◆ TASK DATA ◆
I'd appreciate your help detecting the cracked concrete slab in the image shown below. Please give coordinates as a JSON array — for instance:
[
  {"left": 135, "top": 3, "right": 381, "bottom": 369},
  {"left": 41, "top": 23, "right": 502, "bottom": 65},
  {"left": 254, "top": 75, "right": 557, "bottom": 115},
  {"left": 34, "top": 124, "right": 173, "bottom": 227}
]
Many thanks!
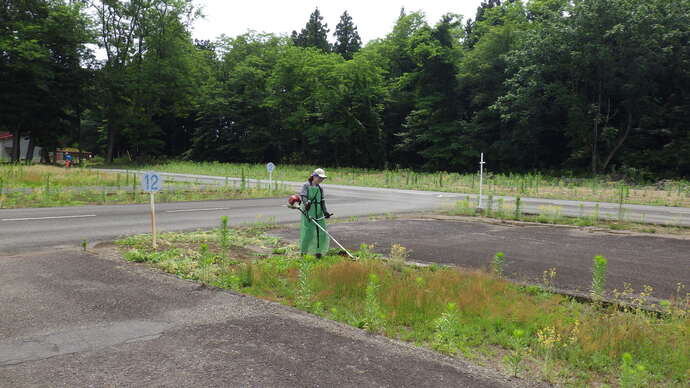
[{"left": 0, "top": 248, "right": 535, "bottom": 388}]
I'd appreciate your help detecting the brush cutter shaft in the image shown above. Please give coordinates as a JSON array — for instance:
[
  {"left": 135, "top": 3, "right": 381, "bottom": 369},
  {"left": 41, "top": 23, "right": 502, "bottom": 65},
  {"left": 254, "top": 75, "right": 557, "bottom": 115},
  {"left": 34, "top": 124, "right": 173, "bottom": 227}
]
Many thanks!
[{"left": 288, "top": 206, "right": 356, "bottom": 260}]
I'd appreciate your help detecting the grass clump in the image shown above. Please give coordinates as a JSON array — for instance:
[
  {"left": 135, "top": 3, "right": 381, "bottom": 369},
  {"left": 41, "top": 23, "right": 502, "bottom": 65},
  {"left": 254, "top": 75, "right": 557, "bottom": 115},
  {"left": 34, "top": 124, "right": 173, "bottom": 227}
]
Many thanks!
[{"left": 120, "top": 227, "right": 690, "bottom": 387}]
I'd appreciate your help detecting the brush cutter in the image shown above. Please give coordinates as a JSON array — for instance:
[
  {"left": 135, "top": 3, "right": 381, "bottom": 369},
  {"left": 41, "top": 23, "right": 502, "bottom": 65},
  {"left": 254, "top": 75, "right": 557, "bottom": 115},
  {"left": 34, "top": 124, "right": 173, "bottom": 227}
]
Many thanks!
[{"left": 287, "top": 195, "right": 357, "bottom": 260}]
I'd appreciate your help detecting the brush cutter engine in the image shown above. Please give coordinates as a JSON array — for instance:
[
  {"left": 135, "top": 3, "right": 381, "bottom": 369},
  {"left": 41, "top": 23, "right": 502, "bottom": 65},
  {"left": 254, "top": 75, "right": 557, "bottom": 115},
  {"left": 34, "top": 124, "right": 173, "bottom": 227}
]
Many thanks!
[{"left": 288, "top": 194, "right": 302, "bottom": 207}]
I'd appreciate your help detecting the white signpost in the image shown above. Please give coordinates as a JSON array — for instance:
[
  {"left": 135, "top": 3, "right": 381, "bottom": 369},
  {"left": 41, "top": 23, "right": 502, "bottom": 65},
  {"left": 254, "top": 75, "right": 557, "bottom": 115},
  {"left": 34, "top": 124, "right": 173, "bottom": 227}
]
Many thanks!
[
  {"left": 141, "top": 172, "right": 163, "bottom": 249},
  {"left": 266, "top": 162, "right": 276, "bottom": 190},
  {"left": 477, "top": 152, "right": 486, "bottom": 209}
]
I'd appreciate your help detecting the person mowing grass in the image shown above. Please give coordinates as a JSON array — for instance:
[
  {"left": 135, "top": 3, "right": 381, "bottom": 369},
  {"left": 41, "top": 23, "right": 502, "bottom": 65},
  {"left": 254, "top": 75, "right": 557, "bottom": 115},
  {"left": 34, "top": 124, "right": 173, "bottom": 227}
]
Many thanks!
[{"left": 299, "top": 168, "right": 332, "bottom": 257}]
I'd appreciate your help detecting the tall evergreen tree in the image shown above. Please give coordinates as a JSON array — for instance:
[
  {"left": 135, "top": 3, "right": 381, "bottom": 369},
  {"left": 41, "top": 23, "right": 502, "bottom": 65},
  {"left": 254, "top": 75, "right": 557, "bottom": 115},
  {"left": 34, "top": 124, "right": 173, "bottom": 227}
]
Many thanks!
[
  {"left": 333, "top": 11, "right": 362, "bottom": 60},
  {"left": 291, "top": 7, "right": 331, "bottom": 53}
]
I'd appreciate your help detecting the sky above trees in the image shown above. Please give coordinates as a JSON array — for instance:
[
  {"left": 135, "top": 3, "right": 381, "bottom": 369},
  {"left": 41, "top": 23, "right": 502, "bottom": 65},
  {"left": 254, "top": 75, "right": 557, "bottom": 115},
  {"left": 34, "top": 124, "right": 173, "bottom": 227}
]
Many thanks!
[{"left": 192, "top": 0, "right": 481, "bottom": 44}]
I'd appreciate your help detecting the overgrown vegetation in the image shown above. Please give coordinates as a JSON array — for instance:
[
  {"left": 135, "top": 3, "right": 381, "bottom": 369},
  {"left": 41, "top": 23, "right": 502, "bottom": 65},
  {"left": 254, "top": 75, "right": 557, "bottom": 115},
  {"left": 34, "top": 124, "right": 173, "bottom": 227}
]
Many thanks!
[
  {"left": 111, "top": 161, "right": 690, "bottom": 207},
  {"left": 0, "top": 165, "right": 292, "bottom": 209},
  {"left": 119, "top": 225, "right": 690, "bottom": 387},
  {"left": 443, "top": 197, "right": 690, "bottom": 235}
]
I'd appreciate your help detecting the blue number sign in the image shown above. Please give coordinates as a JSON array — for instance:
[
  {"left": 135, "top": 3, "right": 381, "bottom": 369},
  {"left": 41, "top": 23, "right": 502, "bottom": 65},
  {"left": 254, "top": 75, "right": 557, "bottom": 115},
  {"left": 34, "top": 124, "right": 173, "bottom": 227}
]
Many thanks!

◆ WRITTEN REQUEST ◆
Except for the pictures, copy every line of the records above exactly.

◆ THE COMPLETED TASK ◆
I'd appreciate your help detecting the cracked concrete slab in the image shown below. Please give coordinates as a JSON array — for instance:
[
  {"left": 135, "top": 3, "right": 381, "bottom": 369},
  {"left": 41, "top": 23, "right": 502, "bottom": 65},
  {"left": 254, "top": 75, "right": 557, "bottom": 115},
  {"left": 34, "top": 124, "right": 173, "bottom": 227}
]
Many thanks!
[{"left": 0, "top": 248, "right": 535, "bottom": 388}]
I'd appreciate your help detecting the brush cutter shaft in the image shown above. Please give coordinates as a JSON array — for instance:
[
  {"left": 135, "top": 3, "right": 381, "bottom": 369},
  {"left": 41, "top": 23, "right": 502, "bottom": 65},
  {"left": 254, "top": 75, "right": 557, "bottom": 115},
  {"left": 34, "top": 124, "right": 173, "bottom": 227}
]
Many thanks!
[{"left": 288, "top": 206, "right": 356, "bottom": 260}]
I'd appreciate your help detecting the grass clump in the image shown above. Please give coordinates as a JSON array — for instance:
[
  {"left": 135, "top": 3, "right": 381, "bottom": 369},
  {"left": 41, "top": 23, "right": 502, "bottom": 65},
  {"left": 254, "top": 75, "right": 557, "bottom": 115},
  {"left": 34, "top": 124, "right": 173, "bottom": 227}
]
Many thanks!
[{"left": 120, "top": 227, "right": 690, "bottom": 387}]
I'd appreciate your help detecting the brush cutter in the image shown above. Please give coordinates as a JSON array — for instance:
[
  {"left": 135, "top": 3, "right": 381, "bottom": 369},
  {"left": 41, "top": 23, "right": 502, "bottom": 65},
  {"left": 254, "top": 75, "right": 557, "bottom": 115},
  {"left": 34, "top": 124, "right": 173, "bottom": 227}
]
Many thanks!
[{"left": 287, "top": 195, "right": 357, "bottom": 260}]
I'd appreciate your help detecting the brush cutter engine in the image shown above. Please give coordinates as a JSON array — for instance:
[
  {"left": 135, "top": 3, "right": 381, "bottom": 369},
  {"left": 41, "top": 23, "right": 502, "bottom": 65},
  {"left": 254, "top": 75, "right": 557, "bottom": 115},
  {"left": 34, "top": 124, "right": 173, "bottom": 227}
]
Many thanks!
[{"left": 288, "top": 194, "right": 302, "bottom": 207}]
I'd appreciate your help detecting the white signpost in the image shown above. Please give coordinates as a JSON array — for instance:
[
  {"left": 135, "top": 3, "right": 381, "bottom": 369},
  {"left": 41, "top": 23, "right": 502, "bottom": 65},
  {"left": 254, "top": 75, "right": 557, "bottom": 115},
  {"left": 34, "top": 124, "right": 173, "bottom": 227}
]
Many thanks!
[
  {"left": 141, "top": 172, "right": 163, "bottom": 249},
  {"left": 266, "top": 162, "right": 276, "bottom": 190},
  {"left": 477, "top": 152, "right": 486, "bottom": 209}
]
I'd appreciate your help detecting the person mowing grass in the image shown above. Please give coordinates as a JSON array — for instance:
[
  {"left": 135, "top": 3, "right": 381, "bottom": 369},
  {"left": 41, "top": 23, "right": 502, "bottom": 65},
  {"left": 254, "top": 75, "right": 557, "bottom": 115},
  {"left": 34, "top": 124, "right": 173, "bottom": 227}
]
Many thanks!
[{"left": 299, "top": 168, "right": 332, "bottom": 257}]
I'd appreciate your help detecting the tall evergreen tree in the image shown above. Please give coordinates as a JSON array — for instance:
[
  {"left": 135, "top": 3, "right": 381, "bottom": 369},
  {"left": 41, "top": 23, "right": 502, "bottom": 65},
  {"left": 254, "top": 75, "right": 557, "bottom": 115},
  {"left": 34, "top": 124, "right": 173, "bottom": 227}
]
Many thanks!
[
  {"left": 333, "top": 11, "right": 362, "bottom": 60},
  {"left": 291, "top": 7, "right": 331, "bottom": 53}
]
I'd appreciate your help detecting the sky above trees in the image shown above. Please give coordinates as a JSON array — for instance:
[
  {"left": 135, "top": 3, "right": 381, "bottom": 369},
  {"left": 41, "top": 23, "right": 502, "bottom": 65},
  {"left": 254, "top": 75, "right": 557, "bottom": 115},
  {"left": 34, "top": 124, "right": 173, "bottom": 227}
]
Many thanks!
[{"left": 192, "top": 0, "right": 481, "bottom": 44}]
I'd appreciate your help detecting the overgrown vegetation in the image shown above. Please give coordinates as a JSON array — for instance:
[
  {"left": 135, "top": 3, "right": 381, "bottom": 369},
  {"left": 41, "top": 23, "right": 502, "bottom": 65},
  {"left": 254, "top": 75, "right": 557, "bottom": 115},
  {"left": 34, "top": 124, "right": 173, "bottom": 227}
]
Many thanks!
[
  {"left": 111, "top": 161, "right": 690, "bottom": 207},
  {"left": 0, "top": 165, "right": 292, "bottom": 209},
  {"left": 119, "top": 225, "right": 690, "bottom": 387},
  {"left": 443, "top": 197, "right": 690, "bottom": 235}
]
I'd appreciate your help detecting the blue number sign in the image shown above. Please give coordinates as a JSON array — for instance:
[
  {"left": 135, "top": 3, "right": 381, "bottom": 369},
  {"left": 41, "top": 23, "right": 502, "bottom": 65},
  {"left": 254, "top": 75, "right": 557, "bottom": 115},
  {"left": 34, "top": 124, "right": 173, "bottom": 227}
]
Many thanks!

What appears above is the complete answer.